===== Data extract
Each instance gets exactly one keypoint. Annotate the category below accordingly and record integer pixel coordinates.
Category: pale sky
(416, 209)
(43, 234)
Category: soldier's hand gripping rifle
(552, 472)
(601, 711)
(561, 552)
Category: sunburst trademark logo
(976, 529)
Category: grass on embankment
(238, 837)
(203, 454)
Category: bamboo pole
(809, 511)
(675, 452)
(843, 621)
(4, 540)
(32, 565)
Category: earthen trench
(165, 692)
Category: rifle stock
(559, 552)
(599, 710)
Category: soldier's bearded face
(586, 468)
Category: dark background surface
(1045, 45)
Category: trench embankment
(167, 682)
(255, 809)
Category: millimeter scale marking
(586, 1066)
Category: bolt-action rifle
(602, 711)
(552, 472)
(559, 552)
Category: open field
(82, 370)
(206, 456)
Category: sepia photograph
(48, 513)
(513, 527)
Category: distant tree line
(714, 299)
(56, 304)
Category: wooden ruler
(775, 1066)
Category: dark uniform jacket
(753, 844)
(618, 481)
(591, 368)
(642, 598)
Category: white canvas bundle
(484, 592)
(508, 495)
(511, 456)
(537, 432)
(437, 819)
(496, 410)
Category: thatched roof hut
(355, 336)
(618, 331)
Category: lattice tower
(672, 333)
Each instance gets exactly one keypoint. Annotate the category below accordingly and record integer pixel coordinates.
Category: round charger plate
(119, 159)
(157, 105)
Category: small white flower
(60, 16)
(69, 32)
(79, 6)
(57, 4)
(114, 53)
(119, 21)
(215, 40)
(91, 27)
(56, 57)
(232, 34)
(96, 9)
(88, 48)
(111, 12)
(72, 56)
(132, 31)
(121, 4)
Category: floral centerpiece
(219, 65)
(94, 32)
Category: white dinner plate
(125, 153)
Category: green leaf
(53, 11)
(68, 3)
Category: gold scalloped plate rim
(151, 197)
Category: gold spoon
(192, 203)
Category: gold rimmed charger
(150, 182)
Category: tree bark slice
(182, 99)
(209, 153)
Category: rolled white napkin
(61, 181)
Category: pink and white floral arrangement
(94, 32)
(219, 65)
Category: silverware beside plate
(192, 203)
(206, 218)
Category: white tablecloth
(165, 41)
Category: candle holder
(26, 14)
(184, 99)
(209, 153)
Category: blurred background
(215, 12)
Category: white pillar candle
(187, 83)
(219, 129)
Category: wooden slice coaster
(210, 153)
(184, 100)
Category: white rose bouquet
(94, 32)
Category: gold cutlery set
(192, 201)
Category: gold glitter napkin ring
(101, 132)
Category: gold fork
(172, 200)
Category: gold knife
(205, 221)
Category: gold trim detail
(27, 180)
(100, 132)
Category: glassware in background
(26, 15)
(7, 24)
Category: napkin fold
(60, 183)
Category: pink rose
==========
So that nothing is lost, return the listing exactly and completely.

Each instance gets exactly one keypoint. Annotate the category below accordingly and record integer pixel coordinates.
Category: pale sky
(416, 209)
(43, 234)
Category: soldier's hand gripping rifle
(552, 472)
(601, 711)
(561, 552)
Category: sunburst trademark logo
(976, 529)
Category: grass on embankment
(238, 837)
(203, 454)
Category: bamboo pole
(809, 511)
(675, 452)
(843, 621)
(4, 540)
(32, 565)
Category: earthen trench
(165, 692)
Category: rifle stock
(559, 552)
(599, 710)
Category: soldier's bearded face
(586, 468)
Category: dark background surface
(1045, 45)
Category: trench embankment
(167, 682)
(255, 809)
Category: millimeter scale marking
(586, 1066)
Category: bolt-action rifle
(602, 711)
(552, 472)
(559, 552)
Category: open field
(82, 370)
(206, 456)
Category: sepia photograph
(48, 513)
(513, 527)
Category: distant tree line
(714, 299)
(56, 304)
Category: wooden ruler
(775, 1066)
Category: dark uniform jacket
(753, 844)
(618, 481)
(591, 368)
(642, 598)
Category: white canvas bundle
(484, 592)
(508, 495)
(511, 456)
(537, 432)
(437, 819)
(496, 410)
Category: thatched roof hut
(355, 336)
(618, 331)
Category: lattice tower
(672, 333)
Each instance gets exactly one keypoint. Annotate the category below accordingly and record integer pixel coordinates.
Category: round charger plate
(119, 159)
(157, 105)
Category: small white flower
(60, 16)
(69, 32)
(79, 6)
(57, 4)
(114, 53)
(119, 21)
(215, 40)
(91, 27)
(56, 57)
(232, 34)
(96, 9)
(88, 48)
(111, 12)
(72, 56)
(132, 31)
(121, 4)
Category: floral centerpiece
(219, 65)
(94, 32)
Category: white dinner plate
(125, 153)
Category: green leaf
(53, 11)
(68, 3)
Category: gold scalloped plate rim
(151, 197)
Category: gold spoon
(192, 203)
Category: gold rimmed charger
(150, 182)
Category: tree bark slice
(182, 99)
(209, 153)
Category: rolled white napkin
(61, 181)
Category: pink and white floral arrangement
(94, 32)
(219, 65)
Category: silverware beside plate
(192, 203)
(206, 218)
Category: white tablecloth
(165, 41)
Category: candle holder
(26, 14)
(184, 99)
(209, 153)
Category: blurred background
(215, 12)
Category: white pillar candle
(187, 83)
(219, 129)
Category: wooden slice coaster
(210, 153)
(184, 100)
Category: white rose bouquet
(94, 32)
Category: gold cutlery set
(192, 201)
Category: gold glitter napkin ring
(101, 132)
Category: gold fork
(172, 200)
Category: gold knife
(205, 221)
Category: gold trim detail
(27, 180)
(100, 132)
Category: glassware in background
(26, 15)
(7, 24)
Category: napkin fold
(60, 183)
Category: pink rose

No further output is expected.